Documento:
- - -

Ha lasciato una scia di stelle e versi sul luminoso cammino che ha percorso.
Cristina Roccati fu la terza donna laureata al mondo e in Italia (le prime due furono Elena Lucrezia Cornaro Piscopia, laureata in filosofia a Padova nel 1678 e Laura Bassi prima professoressa universitaria di Fisica).
Talento e genio erano innati in lei, tanto che il padre la preferì al fratello per gli studi universitari.
Tutto in lei destò clamore, ammirazione e scandalo. Era una donna, anzi una ragazzina, in un mondo dominato dagli uomini. Farsi breccia era impossibile, e lo sarebbe stato se non fosse stata lei, miscuglio di tenacia, passione, impegno e talento.
Se ne accorse il suo supervisore don Pietro Bertaglia di Arquà (futuro rettore del seminario di Rovigo), con lui si affiancò alle lingue classiche e iniziò a comporre versi, uno dei suoi tanti talenti. I suoi versi erano talmente alti e ispirati da essere accolta a soli 15 anni ad una seduta dell’Accademia dei Concordi di Rovigo per declamare le sue poesie.
“Lassa! Sperai formar di culti accenti/lavoro in sul fiorir de’ miei verd’anni/da gir al par delle più eccelse menti./Veggi’or l’ira de fatj empi e tiranni,/e come uom spesso, allor che i fondamenti/getta di rara speme, erre e s’inganni”.
Il 25 settembre 1747 con Bertaglia e la zia Anna si trasferisce a Bologna per studiare Filosofia naturale, prima studentessa fuori sede d’Italia. Si appassiona alla fisica, alla logica, alla metafisica. Presto diventa assistente di Specola sua docente di astronomia e meteorologia. Non smette di comporre versi, diventa talmente famosa che ottiene la carica di “Consigliatrice della Veneta Nazione”, onorificenza impensabile per una studentessa dell’Università di Bologna.

- - -

Record forniti:

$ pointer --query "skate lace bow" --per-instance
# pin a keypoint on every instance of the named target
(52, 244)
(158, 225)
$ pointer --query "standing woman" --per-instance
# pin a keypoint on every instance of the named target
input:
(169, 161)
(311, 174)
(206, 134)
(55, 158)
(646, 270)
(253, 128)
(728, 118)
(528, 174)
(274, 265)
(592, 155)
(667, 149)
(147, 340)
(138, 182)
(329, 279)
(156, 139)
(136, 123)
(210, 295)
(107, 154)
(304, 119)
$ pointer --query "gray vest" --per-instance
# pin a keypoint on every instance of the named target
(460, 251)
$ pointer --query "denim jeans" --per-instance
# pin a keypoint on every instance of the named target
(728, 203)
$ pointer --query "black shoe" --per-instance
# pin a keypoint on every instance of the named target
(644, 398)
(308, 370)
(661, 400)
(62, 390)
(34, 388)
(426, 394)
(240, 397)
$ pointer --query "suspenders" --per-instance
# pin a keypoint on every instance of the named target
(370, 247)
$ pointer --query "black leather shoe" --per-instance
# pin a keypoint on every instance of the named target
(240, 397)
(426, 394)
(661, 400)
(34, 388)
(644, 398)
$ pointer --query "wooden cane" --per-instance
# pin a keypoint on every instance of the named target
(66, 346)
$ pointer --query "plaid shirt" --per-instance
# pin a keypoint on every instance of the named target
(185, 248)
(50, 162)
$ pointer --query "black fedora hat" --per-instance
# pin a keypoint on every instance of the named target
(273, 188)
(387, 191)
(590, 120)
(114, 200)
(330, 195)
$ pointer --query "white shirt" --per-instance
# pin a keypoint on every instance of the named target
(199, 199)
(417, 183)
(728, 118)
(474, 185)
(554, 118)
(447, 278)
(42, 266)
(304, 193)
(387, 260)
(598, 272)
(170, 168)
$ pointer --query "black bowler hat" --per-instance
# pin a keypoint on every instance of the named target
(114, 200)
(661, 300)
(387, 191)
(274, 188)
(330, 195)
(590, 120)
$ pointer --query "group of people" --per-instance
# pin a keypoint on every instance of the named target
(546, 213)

- - -

Il tuo obiettivo:
Cita per intero, parola per parola, il documento su Cristina Roccati. Questi record hanno un'origine diversa dal documento.

Risposta qui sotto:
Ha lasciato una scia di stelle e versi sul luminoso cammino che ha percorso.
Cristina Roccati fu la terza donna laureata al mondo e in Italia (le prime due furono Elena Lucrezia Cornaro Piscopia, laureata in filosofia a Padova nel 1678 e Laura Bassi prima professoressa universitaria di Fisica).
Talento e genio erano innati in lei, tanto che il padre la preferì al fratello per gli studi universitari.
Tutto in lei destò clamore, ammirazione e scandalo. Era una donna, anzi una ragazzina, in un mondo dominato dagli uomini. Farsi breccia era impossibile, e lo sarebbe stato se non fosse stata lei, miscuglio di tenacia, passione, impegno e talento.
Se ne accorse il suo supervisore don Pietro Bertaglia di Arquà (futuro rettore del seminario di Rovigo), con lui si affiancò alle lingue classiche e iniziò a comporre versi, uno dei suoi tanti talenti. I suoi versi erano talmente alti e ispirati da essere accolta a soli 15 anni ad una seduta dell’Accademia dei Concordi di Rovigo per declamare le sue poesie.
“Lassa! Sperai formar di culti accenti/lavoro in sul fiorir de’ miei verd’anni/da gir al par delle più eccelse menti./Veggi’or l’ira de fatj empi e tiranni,/e come uom spesso, allor che i fondamenti/getta di rara speme, erre e s’inganni”.
Il 25 settembre 1747 con Bertaglia e la zia Anna si trasferisce a Bologna per studiare Filosofia naturale, prima studentessa fuori sede d’Italia. Si appassiona alla fisica, alla logica, alla metafisica. Presto diventa assistente di Specola sua docente di astronomia e meteorologia. Non smette di comporre versi, diventa talmente famosa che ottiene la carica di “Consigliatrice della Veneta Nazione”, onorificenza impensabile per una studentessa dell’Università di Bologna.